» Data
================
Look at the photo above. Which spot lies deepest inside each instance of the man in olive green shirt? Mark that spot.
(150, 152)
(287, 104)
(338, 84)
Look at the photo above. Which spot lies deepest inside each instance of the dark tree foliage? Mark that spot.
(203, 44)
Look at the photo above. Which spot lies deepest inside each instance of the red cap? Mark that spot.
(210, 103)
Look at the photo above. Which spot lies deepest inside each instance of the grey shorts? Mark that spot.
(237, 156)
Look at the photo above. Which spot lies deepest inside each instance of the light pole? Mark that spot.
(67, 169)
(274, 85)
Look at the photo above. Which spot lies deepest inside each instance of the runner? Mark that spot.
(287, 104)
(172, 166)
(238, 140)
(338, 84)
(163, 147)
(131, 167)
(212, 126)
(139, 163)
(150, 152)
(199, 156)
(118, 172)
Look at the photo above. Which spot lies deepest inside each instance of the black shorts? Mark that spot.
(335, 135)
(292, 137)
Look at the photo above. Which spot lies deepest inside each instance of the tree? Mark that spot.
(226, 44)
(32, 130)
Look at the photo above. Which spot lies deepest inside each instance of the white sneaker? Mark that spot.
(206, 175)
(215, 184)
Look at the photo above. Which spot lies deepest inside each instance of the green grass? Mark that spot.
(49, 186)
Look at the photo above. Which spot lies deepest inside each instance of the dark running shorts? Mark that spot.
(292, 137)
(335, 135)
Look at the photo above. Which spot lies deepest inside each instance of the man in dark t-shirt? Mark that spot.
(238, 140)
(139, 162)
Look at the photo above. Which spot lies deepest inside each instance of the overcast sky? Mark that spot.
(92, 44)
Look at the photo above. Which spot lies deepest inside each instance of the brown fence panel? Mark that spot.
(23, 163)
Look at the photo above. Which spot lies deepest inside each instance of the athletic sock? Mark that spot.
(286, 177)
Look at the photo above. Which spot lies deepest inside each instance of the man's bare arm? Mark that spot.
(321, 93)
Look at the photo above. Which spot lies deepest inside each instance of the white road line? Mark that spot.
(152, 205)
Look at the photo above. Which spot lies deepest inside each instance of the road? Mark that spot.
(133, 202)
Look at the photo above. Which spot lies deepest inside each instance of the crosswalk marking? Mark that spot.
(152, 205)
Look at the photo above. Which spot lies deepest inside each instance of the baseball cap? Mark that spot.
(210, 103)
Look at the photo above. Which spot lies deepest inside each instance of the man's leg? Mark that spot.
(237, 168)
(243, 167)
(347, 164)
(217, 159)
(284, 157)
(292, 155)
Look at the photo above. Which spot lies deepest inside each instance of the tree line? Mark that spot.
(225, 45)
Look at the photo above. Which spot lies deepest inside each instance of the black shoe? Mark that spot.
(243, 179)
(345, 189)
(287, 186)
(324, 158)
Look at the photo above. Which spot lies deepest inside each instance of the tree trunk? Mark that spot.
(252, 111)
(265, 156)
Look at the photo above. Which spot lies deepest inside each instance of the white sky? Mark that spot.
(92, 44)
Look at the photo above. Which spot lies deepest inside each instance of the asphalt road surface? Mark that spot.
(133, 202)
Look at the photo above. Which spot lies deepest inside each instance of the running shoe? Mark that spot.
================
» Set problem
Emit verbatim the lines running from the one with "grass? Mark that spot." through the last line of the data, both endpoints inclusive.

» Result for this task
Look at the photo above. Which spot lies deepest inside each instance of the green grass? Mark that spot.
(49, 186)
Look at the photo above. Which spot lies deepest inside each instance of the dark running shorts? Mark that spot.
(292, 137)
(335, 135)
Look at the photo above. Which spot lies deepest inside each instance of the man in dark t-shirt? Mark that spot.
(238, 140)
(139, 162)
Look at the photo above. Which spot lies deepest inside each instance of the overcast sky? Mark that spot.
(92, 44)
Look at the photo above. Which spot lies deepest inside each instance of the brown fence panel? Mark that spot.
(23, 163)
Look at the photo above. Which spot lies deepest inside each instance of the athletic sock? Mark that spot.
(286, 177)
Look at the photo above. Which spot lies deepest inside each instance of the man's bare arm? Mark that spot.
(321, 93)
Look at the photo above. Which spot lies deepest inside each instance of the white road line? Mark that spot.
(152, 205)
Look at the photo above. Which spot lies deepest inside each instance of the road? Mark that spot.
(133, 202)
Look at the photo above. Which spot lies deepest inside each instance of the crosswalk marking? Mark that spot.
(152, 205)
Look at the photo above. Which spot lies deepest inside each instance of the baseball cap? Mark that spot.
(210, 103)
Look at the photo above. Which spot lies deepest inside each instance of the man's leg? Mark that spot.
(237, 168)
(243, 167)
(347, 164)
(217, 159)
(284, 157)
(292, 155)
Look at the photo above. Which spot lies deepest inside each instance of the tree line? Mark that spot.
(225, 45)
Look at the photo above. Which spot lies deepest inside each instance of the black shoe? Mark that spot.
(243, 179)
(345, 189)
(287, 186)
(324, 158)
Look at the photo above. Which spot lies deepest inside each instance of the tree trunk? Mark that spot.
(252, 111)
(265, 156)
Look at the photo above. Which spot lies deepest inside each instance of the white sky? Mark that spot.
(92, 44)
Look at the photo above. Which spot lies deepest inside each instance of the asphalt road surface? Mark that spot.
(133, 202)
Look at the photo above. Which spot lies deepest inside each instance of the running shoe? Mark that spot.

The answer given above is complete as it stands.